START Given records

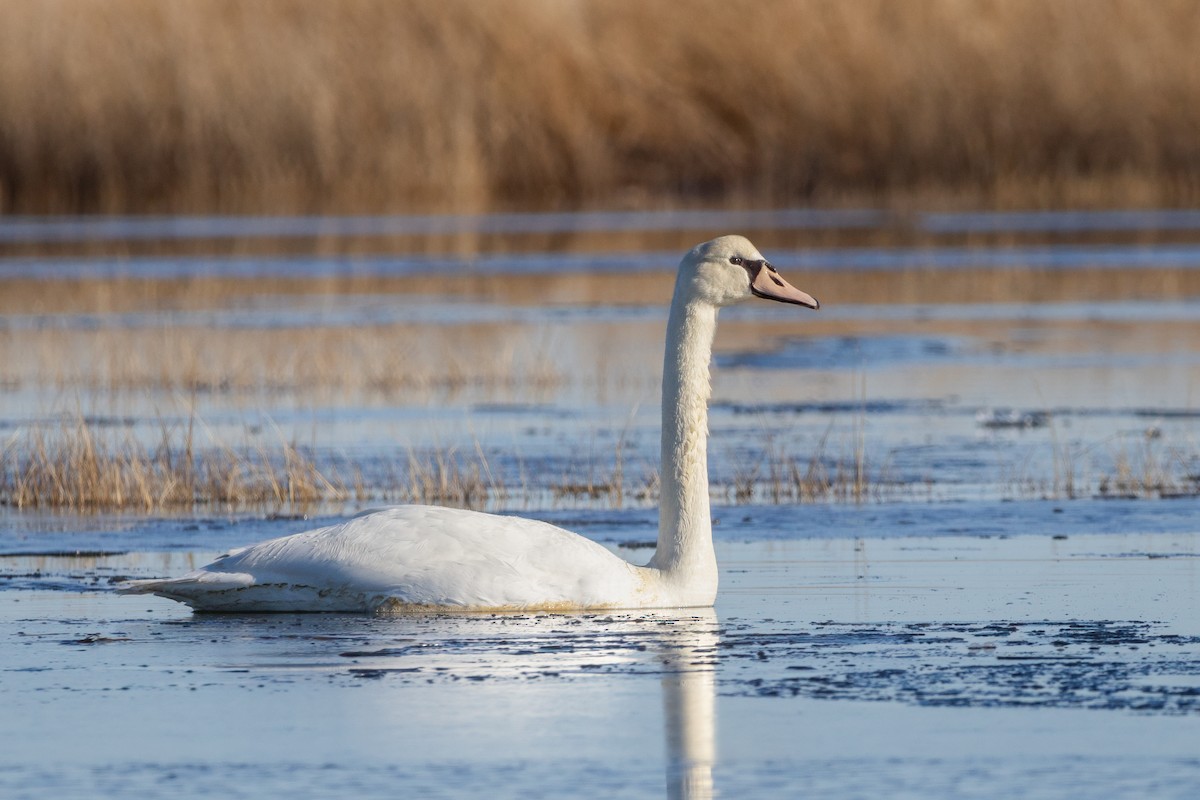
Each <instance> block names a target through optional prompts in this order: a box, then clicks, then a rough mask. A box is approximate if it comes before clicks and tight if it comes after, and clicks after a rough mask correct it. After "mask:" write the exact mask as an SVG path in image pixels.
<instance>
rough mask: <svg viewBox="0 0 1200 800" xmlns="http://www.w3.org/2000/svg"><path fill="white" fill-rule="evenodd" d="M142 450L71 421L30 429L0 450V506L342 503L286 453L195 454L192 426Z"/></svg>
mask: <svg viewBox="0 0 1200 800" xmlns="http://www.w3.org/2000/svg"><path fill="white" fill-rule="evenodd" d="M161 429H162V437H161V441H160V443H158V445H157V446H156V447H154V449H149V447H146V446H144V445H143V444H140V443H139V441H137V440H136V439H134V438H133V437H132V435H130V434H128V433H126V434H125V435H124V437H120V435H109V433H110V432H104V431H102V429H101V428H100V427H97V426H96V425H94V423H90V422H89V421H86V420H84V419H82V417H77V419H74V420H71V421H66V422H62V423H61V425H60V426H59V427H56V428H44V427H35V428H31V429H29V431H28V432H26V434H25V437H24V440H20V439H19V438H13V439H11V440H10V441H7V443H6V444H5V445H4V446H2V447H0V504H4V505H10V506H14V507H18V509H31V507H66V509H73V510H78V511H108V510H122V509H133V510H140V511H146V512H152V511H163V510H170V509H185V510H186V509H192V507H196V506H204V505H216V506H223V507H247V506H274V507H306V506H310V505H313V504H316V503H323V501H340V500H344V499H347V498H348V497H349V494H350V493H349V491H348V489H347V487H346V486H344V485H343V483H341V482H340V481H337V480H336V479H332V480H331V479H330V477H326V475H325V474H323V471H322V470H320V469H318V468H317V465H316V463H314V462H313V461H312V459H311V458H308V457H307V456H305V455H304V453H302V452H301V451H300V450H299V449H298V447H296V446H295V445H294V444H289V443H287V441H282V443H281V444H280V447H278V449H277V450H274V451H272V450H268V449H265V447H258V449H234V447H229V446H220V445H218V446H214V447H209V449H208V450H205V451H204V452H198V451H197V449H196V444H194V443H196V439H194V419H193V420H192V421H190V422H188V425H187V427H186V428H185V429H182V431H179V429H175V428H172V427H170V426H168V425H166V423H163V425H162V426H161Z"/></svg>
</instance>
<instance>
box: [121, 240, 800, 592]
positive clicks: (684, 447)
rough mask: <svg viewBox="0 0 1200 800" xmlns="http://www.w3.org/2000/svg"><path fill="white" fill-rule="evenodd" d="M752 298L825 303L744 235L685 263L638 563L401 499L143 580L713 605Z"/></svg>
mask: <svg viewBox="0 0 1200 800" xmlns="http://www.w3.org/2000/svg"><path fill="white" fill-rule="evenodd" d="M750 296H758V297H766V299H768V300H779V301H781V302H790V303H796V305H799V306H808V307H810V308H817V307H818V303H817V301H816V300H814V299H812V297H811V296H810V295H808V294H805V293H803V291H800V290H799V289H797V288H796V287H793V285H791V284H790V283H787V282H786V281H784V278H782V277H780V275H779V273H778V272H776V271H775V267H774V266H772V265H770V264H768V263H767V260H766V259H764V258H763V257H762V254H761V253H760V252H758V251H757V249H756V248H755V246H754V245H751V243H750V242H749V241H748V240H746V239H744V237H742V236H721V237H719V239H714V240H712V241H708V242H704V243H702V245H698V246H696V247H695V248H694V249H692V251H691V252H689V253H688V254H686V255H684V258H683V260H682V261H680V263H679V271H678V276H677V278H676V288H674V296H673V297H672V301H671V315H670V319H668V321H667V341H666V355H665V357H664V367H662V469H661V504H660V507H659V541H658V548H656V549H655V552H654V557H653V558H652V559H650V561H649V564H647V565H646V566H636V565H634V564H630V563H628V561H625V560H624V559H622V558H619V557H618V555H614V554H613V553H611V552H610V551H608V549H606V548H605V547H602V546H601V545H598V543H595V542H593V541H590V540H588V539H584V537H583V536H580V535H578V534H572V533H570V531H566V530H563V529H562V528H556V527H554V525H551V524H547V523H545V522H538V521H534V519H521V518H516V517H499V516H494V515H488V513H480V512H474V511H461V510H456V509H442V507H434V506H400V507H395V509H388V510H385V511H378V512H376V513H371V515H366V516H362V517H358V518H354V519H349V521H347V522H343V523H341V524H337V525H331V527H329V528H322V529H319V530H311V531H307V533H302V534H295V535H293V536H284V537H282V539H275V540H271V541H266V542H262V543H259V545H254V546H252V547H246V548H242V549H239V551H234V552H232V553H229V554H228V555H223V557H221V558H218V559H217V560H216V561H214V563H212V564H210V565H208V566H205V567H202V569H199V570H196V571H194V572H191V573H188V575H185V576H182V577H179V578H172V579H166V581H132V582H128V583H127V584H125V585H124V587H122V588H121V589H120V591H121V593H124V594H155V595H160V596H162V597H169V599H172V600H178V601H180V602H184V603H187V604H188V606H192V607H193V608H196V609H198V610H216V612H404V610H422V609H454V610H571V609H586V608H670V607H689V606H692V607H695V606H712V604H713V601H714V600H715V599H716V555H715V554H714V552H713V529H712V521H710V518H709V510H708V455H707V438H708V396H709V391H710V385H709V377H708V363H709V359H710V355H712V348H713V335H714V332H715V330H716V312H718V309H719V308H720V307H721V306H728V305H731V303H734V302H739V301H742V300H745V299H748V297H750Z"/></svg>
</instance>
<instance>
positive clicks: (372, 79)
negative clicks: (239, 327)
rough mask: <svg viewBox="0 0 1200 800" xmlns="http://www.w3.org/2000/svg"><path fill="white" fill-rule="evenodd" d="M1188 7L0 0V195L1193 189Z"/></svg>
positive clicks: (396, 197)
mask: <svg viewBox="0 0 1200 800" xmlns="http://www.w3.org/2000/svg"><path fill="white" fill-rule="evenodd" d="M1198 42H1200V2H1196V1H1195V0H1154V1H1153V2H1146V1H1145V0H902V1H899V0H684V1H679V2H674V1H672V2H666V1H654V0H650V1H643V0H637V1H635V0H522V1H514V2H484V1H470V0H413V1H407V2H395V1H383V0H340V1H338V2H319V1H311V2H302V1H296V0H254V1H252V2H247V1H245V0H186V1H185V0H178V1H169V2H164V1H162V0H6V1H5V2H4V4H2V5H0V212H5V213H24V212H266V213H281V212H299V211H313V212H343V213H344V212H397V211H480V210H492V209H559V207H563V209H571V207H598V206H602V207H649V206H660V205H679V204H684V205H689V204H690V205H773V204H797V203H818V204H840V203H862V201H870V203H884V204H887V203H892V204H901V203H908V201H912V200H913V199H919V201H920V203H922V204H924V205H925V206H929V205H936V204H940V203H950V201H953V203H961V201H968V203H971V204H976V205H983V206H1001V207H1006V206H1008V207H1010V206H1056V205H1058V206H1062V205H1074V206H1132V205H1181V204H1193V203H1195V201H1196V200H1198V199H1200V47H1198Z"/></svg>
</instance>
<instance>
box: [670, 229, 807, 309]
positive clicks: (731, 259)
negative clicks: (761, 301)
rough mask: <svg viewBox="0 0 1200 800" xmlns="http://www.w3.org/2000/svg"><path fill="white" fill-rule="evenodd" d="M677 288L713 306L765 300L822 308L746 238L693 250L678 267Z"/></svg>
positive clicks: (695, 248)
mask: <svg viewBox="0 0 1200 800" xmlns="http://www.w3.org/2000/svg"><path fill="white" fill-rule="evenodd" d="M678 285H679V288H682V289H684V290H685V291H688V294H689V295H690V296H691V297H695V299H698V300H703V301H706V302H709V303H712V305H714V306H728V305H732V303H736V302H742V301H743V300H746V299H749V297H763V299H766V300H778V301H779V302H790V303H794V305H797V306H806V307H809V308H820V307H821V303H818V302H817V301H816V297H814V296H812V295H810V294H808V293H804V291H800V290H799V289H797V288H796V287H793V285H792V284H791V283H788V282H787V281H785V279H784V277H782V276H781V275H780V273H779V272H778V271H776V270H775V267H774V266H772V265H770V264H769V263H768V261H767V259H766V258H763V255H762V253H760V252H758V248H757V247H755V246H754V245H751V243H750V240H749V239H746V237H745V236H719V237H716V239H714V240H712V241H707V242H704V243H703V245H696V246H695V247H692V248H691V252H689V253H688V254H686V255H684V257H683V261H680V263H679V284H678Z"/></svg>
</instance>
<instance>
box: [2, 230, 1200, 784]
mask: <svg viewBox="0 0 1200 800" xmlns="http://www.w3.org/2000/svg"><path fill="white" fill-rule="evenodd" d="M730 230H744V231H746V233H750V234H751V235H752V237H754V239H755V240H756V242H757V243H758V245H760V247H761V248H762V249H763V251H764V253H767V255H768V257H769V258H772V260H773V263H775V264H776V265H778V266H779V269H780V270H781V272H784V273H785V275H786V276H788V277H790V278H791V279H792V281H793V282H794V283H796V284H797V285H799V287H800V288H803V289H805V290H809V291H811V293H812V294H814V295H816V296H817V297H820V299H821V301H822V305H823V307H822V311H820V312H817V313H811V312H803V311H799V309H796V308H791V307H782V306H778V305H772V303H751V305H746V306H743V307H738V308H731V309H727V311H725V312H722V315H721V330H720V331H719V335H718V343H716V354H715V359H714V395H713V403H712V419H710V428H712V439H710V446H709V452H710V462H712V464H710V468H712V470H710V471H712V479H713V485H714V491H713V500H714V507H713V512H714V524H715V527H714V533H715V539H716V542H718V549H719V559H720V563H721V591H720V596H719V600H718V604H716V608H715V609H714V610H713V612H712V613H709V612H697V610H695V609H691V610H677V612H662V613H654V614H620V613H613V614H602V615H596V614H581V615H521V614H511V615H478V616H455V615H445V616H402V618H364V616H342V615H319V616H304V615H270V616H253V615H247V616H212V615H193V614H191V613H190V612H188V610H187V609H186V608H184V607H181V606H178V604H174V603H170V602H168V601H162V600H158V599H146V597H120V599H119V597H116V596H115V595H114V594H113V585H114V584H115V583H116V582H119V581H121V579H124V578H127V577H149V576H164V575H176V573H179V572H182V571H186V570H188V569H193V567H194V566H198V565H200V564H204V563H206V561H208V560H209V559H211V558H212V557H215V555H217V554H220V553H221V552H224V551H226V549H228V548H230V547H236V546H240V545H245V543H250V542H253V541H259V540H263V539H268V537H271V536H280V535H286V534H290V533H295V531H300V530H305V529H308V528H312V527H316V525H320V524H328V523H330V522H334V521H337V519H342V518H344V517H346V516H349V515H353V513H356V512H359V511H360V510H361V509H362V507H367V506H371V505H376V504H378V503H380V501H383V500H385V499H386V498H380V497H372V495H371V492H372V491H376V489H378V488H379V487H384V486H388V485H389V482H391V483H397V482H398V483H403V482H404V480H406V479H404V477H403V469H406V465H407V464H408V463H409V461H410V459H412V461H415V462H420V461H421V459H426V458H428V459H433V461H434V462H436V461H437V458H442V459H443V463H444V459H446V458H456V459H458V461H460V462H461V463H462V464H467V465H470V464H474V465H476V467H478V468H481V469H485V470H486V476H487V480H486V482H487V485H488V487H490V494H488V497H487V498H486V500H485V501H484V505H485V506H486V507H488V509H490V510H493V511H498V512H503V513H521V515H527V516H533V517H538V518H541V519H548V521H550V522H553V523H556V524H560V525H563V527H566V528H570V529H572V530H577V531H580V533H581V534H583V535H586V536H589V537H592V539H594V540H596V541H599V542H601V543H604V545H605V546H607V547H611V548H613V549H614V551H616V552H618V553H620V554H622V555H624V557H625V558H629V559H631V560H635V561H644V560H646V559H648V558H649V553H650V549H649V548H650V546H652V545H653V541H654V535H655V509H654V492H655V487H656V483H655V476H654V470H655V469H656V459H658V413H659V409H658V391H659V369H660V368H661V342H662V329H664V325H665V320H666V302H667V300H668V297H670V281H671V270H672V269H673V265H674V263H676V261H677V260H678V257H679V253H680V252H682V249H683V248H684V247H685V246H686V245H683V243H682V242H688V245H690V243H691V242H692V240H694V239H695V240H698V239H704V237H708V236H710V235H715V234H719V233H727V231H730ZM422 237H434V239H436V237H440V239H437V241H434V240H433V239H431V240H430V241H426V240H425V239H422ZM266 240H269V242H268V243H264V241H266ZM610 240H611V241H610ZM281 242H282V245H281ZM422 242H424V243H422ZM431 242H432V243H431ZM268 245H269V246H268ZM310 245H311V246H310ZM37 247H44V248H46V252H40V251H37V249H36V248H37ZM4 248H7V249H4ZM22 248H34V249H32V251H29V249H22ZM260 251H262V252H260ZM0 252H2V253H7V254H6V255H0V306H2V309H4V317H2V319H0V444H2V446H4V465H5V469H6V470H11V469H12V465H13V464H14V463H16V462H14V458H16V457H17V456H16V453H18V452H19V451H20V449H22V447H25V446H28V443H30V441H31V440H30V439H29V437H30V435H31V434H30V432H31V431H42V432H43V434H46V432H47V431H49V432H53V431H59V429H62V425H64V422H62V421H64V420H66V421H67V422H66V425H67V429H73V428H72V426H77V425H83V426H86V428H88V429H89V431H90V432H91V435H95V437H98V438H101V439H103V438H104V437H110V440H112V441H118V443H131V441H132V443H140V444H142V445H143V446H146V447H150V449H154V447H158V446H162V443H163V441H167V443H168V444H169V443H170V441H176V443H178V441H179V440H180V437H181V435H182V432H184V431H193V433H194V437H196V445H197V447H200V449H203V447H235V449H241V450H246V451H250V452H259V451H262V452H268V453H270V452H272V450H277V449H278V447H280V446H281V444H282V443H284V441H287V443H293V444H295V445H296V446H298V447H299V449H300V451H301V452H302V453H304V455H305V456H306V457H308V458H312V461H313V463H314V464H317V467H318V468H320V469H323V470H326V471H328V473H329V474H331V475H341V476H347V475H356V476H358V479H356V480H359V481H361V482H362V483H364V485H365V487H366V491H365V497H362V498H355V497H353V493H352V497H350V498H349V499H347V500H346V501H344V503H328V504H322V505H318V506H314V507H302V509H300V507H277V509H276V507H269V509H232V510H230V509H224V507H215V506H205V507H200V509H197V510H182V511H172V512H154V513H150V515H148V513H145V512H140V511H128V510H125V511H110V512H104V513H95V515H80V513H78V512H74V511H70V510H67V511H54V510H44V509H42V510H29V509H14V507H7V506H0V639H2V642H4V643H5V644H4V649H2V651H0V693H2V700H0V708H4V710H5V712H4V714H2V715H0V736H2V740H4V741H5V748H4V753H2V754H0V795H4V796H6V798H7V796H12V798H52V796H53V798H76V796H78V798H94V796H116V795H122V796H125V795H136V794H142V795H148V796H167V795H169V796H176V798H188V796H292V798H308V796H312V798H320V796H331V795H337V796H342V795H349V794H354V795H358V796H365V798H373V796H446V798H458V796H481V798H482V796H486V798H505V796H512V798H518V796H520V798H539V796H544V798H594V796H620V798H624V796H629V798H642V796H646V798H656V796H664V795H666V796H671V798H708V796H714V795H715V796H725V798H750V796H805V795H808V796H822V798H827V796H828V798H866V796H871V798H875V796H912V798H958V796H997V798H1000V796H1003V798H1008V796H1028V798H1043V796H1045V798H1076V796H1097V798H1106V796H1112V798H1146V796H1154V798H1192V796H1194V795H1195V787H1196V786H1200V613H1198V612H1200V540H1198V533H1200V524H1198V522H1196V521H1198V519H1200V497H1198V492H1200V440H1198V427H1196V426H1198V423H1200V404H1198V403H1196V392H1198V390H1200V350H1198V348H1196V342H1200V301H1198V299H1200V218H1198V217H1196V215H1195V212H1192V211H1169V212H1153V211H1150V212H1140V211H1139V212H1106V213H1099V215H1097V213H1081V212H1069V213H1040V215H1039V213H1030V215H980V213H919V215H908V216H904V217H898V216H895V215H889V213H886V212H878V211H830V212H812V211H804V210H791V211H778V212H775V211H773V212H752V213H743V215H732V216H721V215H712V213H707V212H706V213H674V215H580V216H571V215H565V216H564V215H528V216H527V215H515V216H506V215H500V216H496V217H478V218H476V217H421V218H390V217H389V218H383V217H360V218H343V219H311V218H283V219H275V218H254V219H206V218H191V219H188V218H184V219H168V218H163V219H89V221H80V219H6V221H0ZM31 252H32V254H30V253H31ZM431 277H432V279H431ZM47 435H48V434H47ZM176 446H178V445H176ZM7 474H10V475H11V474H12V473H11V471H10V473H7ZM822 487H823V488H822Z"/></svg>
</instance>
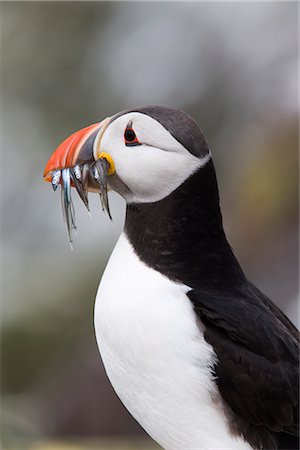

END Given records

*Required action*
Lay out everything from the start of the rows down to the line containing "450L71 421L30 429L0" as a JSON list of strings, one per line, skipping blank lines. Leave the pictures out.

*Answer to this task*
[
  "Each <instance> block names a target through optional prompts in this order: a box, then clicks, then a rough mask. A box is approximate if it comes before clicks and tight if it comes after, and clicks after a rough mask correct it. After \"mask:\" write the exact mask as an SVG path in image pixels.",
  "<instance>",
  "rough mask: <svg viewBox=\"0 0 1200 800\" xmlns=\"http://www.w3.org/2000/svg\"><path fill=\"white\" fill-rule=\"evenodd\" d=\"M142 450L71 421L30 429L0 450V506L342 503L286 453L195 454L192 426Z\"/></svg>"
]